[Data records]
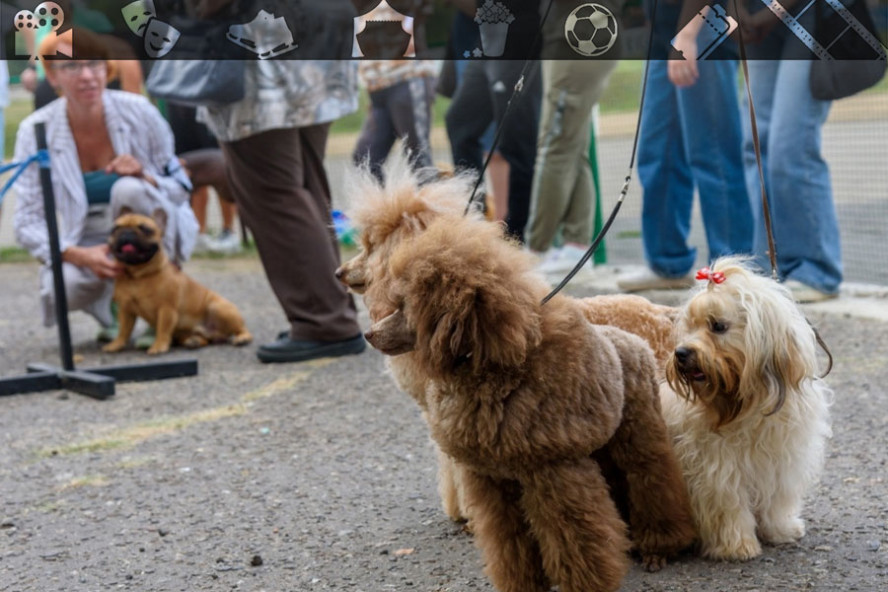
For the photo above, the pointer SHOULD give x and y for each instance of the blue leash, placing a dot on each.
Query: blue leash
(41, 157)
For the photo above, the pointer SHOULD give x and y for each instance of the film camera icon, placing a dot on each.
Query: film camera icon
(47, 16)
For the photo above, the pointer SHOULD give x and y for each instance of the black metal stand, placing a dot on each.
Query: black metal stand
(93, 382)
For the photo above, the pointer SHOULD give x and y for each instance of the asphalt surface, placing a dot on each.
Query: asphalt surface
(320, 476)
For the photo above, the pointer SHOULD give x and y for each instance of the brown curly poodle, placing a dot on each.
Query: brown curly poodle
(387, 216)
(521, 396)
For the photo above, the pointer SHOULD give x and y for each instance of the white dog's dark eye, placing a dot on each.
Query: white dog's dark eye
(718, 326)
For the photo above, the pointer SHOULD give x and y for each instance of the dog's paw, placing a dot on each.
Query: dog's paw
(194, 342)
(783, 533)
(743, 549)
(114, 346)
(156, 349)
(653, 562)
(242, 338)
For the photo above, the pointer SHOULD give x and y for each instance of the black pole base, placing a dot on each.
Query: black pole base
(98, 382)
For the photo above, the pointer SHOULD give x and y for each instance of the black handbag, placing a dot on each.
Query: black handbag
(209, 83)
(857, 65)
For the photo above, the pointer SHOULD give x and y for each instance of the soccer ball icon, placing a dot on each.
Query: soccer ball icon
(590, 30)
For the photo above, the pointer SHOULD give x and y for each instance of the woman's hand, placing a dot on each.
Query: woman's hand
(97, 259)
(126, 165)
(684, 72)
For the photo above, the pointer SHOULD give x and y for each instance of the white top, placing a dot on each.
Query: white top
(135, 126)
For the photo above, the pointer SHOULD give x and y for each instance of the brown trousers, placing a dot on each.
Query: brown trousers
(278, 180)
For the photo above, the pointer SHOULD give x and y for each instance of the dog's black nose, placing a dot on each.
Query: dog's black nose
(683, 354)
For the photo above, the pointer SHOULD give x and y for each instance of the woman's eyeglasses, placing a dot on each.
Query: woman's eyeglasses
(76, 68)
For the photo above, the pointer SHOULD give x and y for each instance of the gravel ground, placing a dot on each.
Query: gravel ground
(320, 476)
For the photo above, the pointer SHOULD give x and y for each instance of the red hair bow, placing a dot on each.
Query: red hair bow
(716, 277)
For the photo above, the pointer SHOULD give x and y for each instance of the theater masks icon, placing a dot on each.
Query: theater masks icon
(159, 38)
(137, 14)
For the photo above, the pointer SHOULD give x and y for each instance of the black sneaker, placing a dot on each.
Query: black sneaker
(286, 349)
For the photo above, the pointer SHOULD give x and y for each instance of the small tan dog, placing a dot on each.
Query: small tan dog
(748, 415)
(180, 310)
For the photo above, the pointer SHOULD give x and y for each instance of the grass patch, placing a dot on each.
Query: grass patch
(133, 435)
(15, 255)
(624, 88)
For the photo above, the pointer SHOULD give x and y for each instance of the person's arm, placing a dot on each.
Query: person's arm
(161, 151)
(684, 72)
(96, 258)
(29, 220)
(28, 76)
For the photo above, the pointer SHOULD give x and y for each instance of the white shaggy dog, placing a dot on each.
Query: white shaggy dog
(746, 410)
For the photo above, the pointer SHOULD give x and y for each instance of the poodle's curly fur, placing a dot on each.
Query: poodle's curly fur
(652, 322)
(531, 401)
(386, 217)
(747, 412)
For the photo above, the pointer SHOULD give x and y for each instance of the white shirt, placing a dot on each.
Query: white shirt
(135, 126)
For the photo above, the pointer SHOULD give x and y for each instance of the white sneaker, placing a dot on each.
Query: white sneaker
(562, 260)
(228, 243)
(803, 293)
(266, 35)
(648, 280)
(203, 244)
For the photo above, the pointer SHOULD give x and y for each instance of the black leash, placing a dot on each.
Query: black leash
(610, 220)
(772, 247)
(519, 87)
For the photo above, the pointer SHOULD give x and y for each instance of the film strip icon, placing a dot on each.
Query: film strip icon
(797, 29)
(858, 28)
(808, 39)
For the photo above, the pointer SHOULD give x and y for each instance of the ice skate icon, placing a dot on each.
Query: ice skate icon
(266, 35)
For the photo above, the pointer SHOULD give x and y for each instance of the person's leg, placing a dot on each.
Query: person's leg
(83, 291)
(228, 211)
(562, 185)
(665, 178)
(806, 229)
(282, 195)
(410, 109)
(377, 134)
(498, 175)
(519, 133)
(468, 116)
(710, 121)
(762, 84)
(199, 199)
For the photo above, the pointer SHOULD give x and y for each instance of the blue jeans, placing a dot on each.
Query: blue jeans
(797, 181)
(691, 137)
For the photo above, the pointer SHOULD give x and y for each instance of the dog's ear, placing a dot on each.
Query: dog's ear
(776, 344)
(481, 326)
(466, 296)
(160, 217)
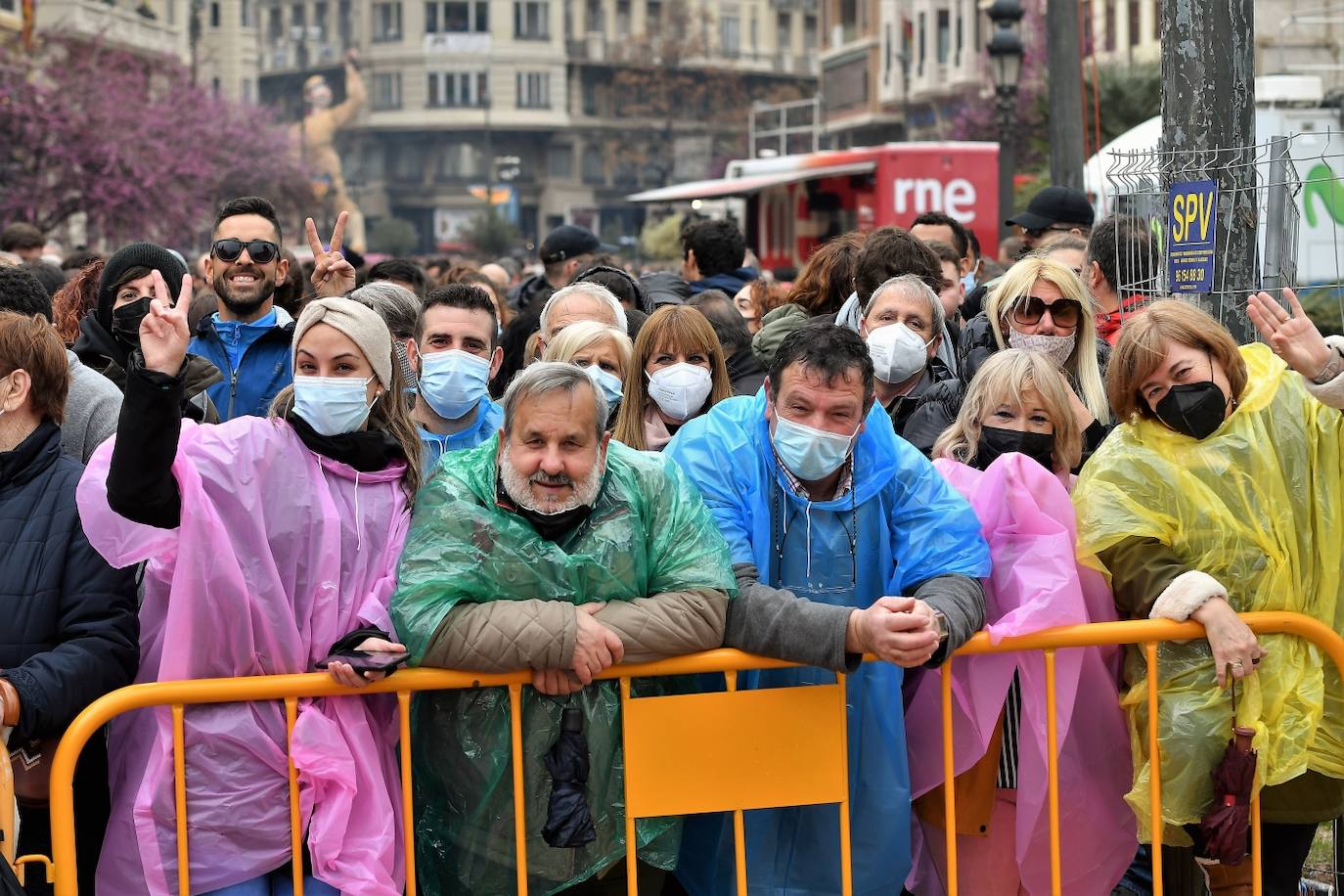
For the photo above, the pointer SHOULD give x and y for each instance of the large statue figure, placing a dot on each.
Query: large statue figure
(316, 136)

[Work request] All lines in the data above from the one with "camera icon, placing a dot on each." through the one with "paw, placing a dot on each." must be repeated exactly, and no others.

[Result for this task]
For the photo above, the pointer SHOULD give x and y for each instance of the film camera icon, placing a dot on each.
Query: film camera icon
(47, 16)
For the photo above, the pointer SHOULD give x and y for each instance of the black metal stand, placing a dot on each.
Query: black metal stand
(93, 382)
For the photo above, the pointer SHOULD give x and y for each instance of the asphalt surface, placing a dot on each.
Query: asphalt surface
(320, 476)
For the photo above, the pointer SHOULD give x and y for each instance of the brown curly poodle, placing a dot on each.
Query: brown curly poodle
(387, 216)
(521, 396)
For the photo above, the pointer SHOULD give x and y for each instance of the white dog's dark eye, placing a dot on each.
Query: white dog's dark eye
(718, 326)
For the photo above, the pointer SHOULD give x and y for each instance of the dog's paw, placing a dot on each.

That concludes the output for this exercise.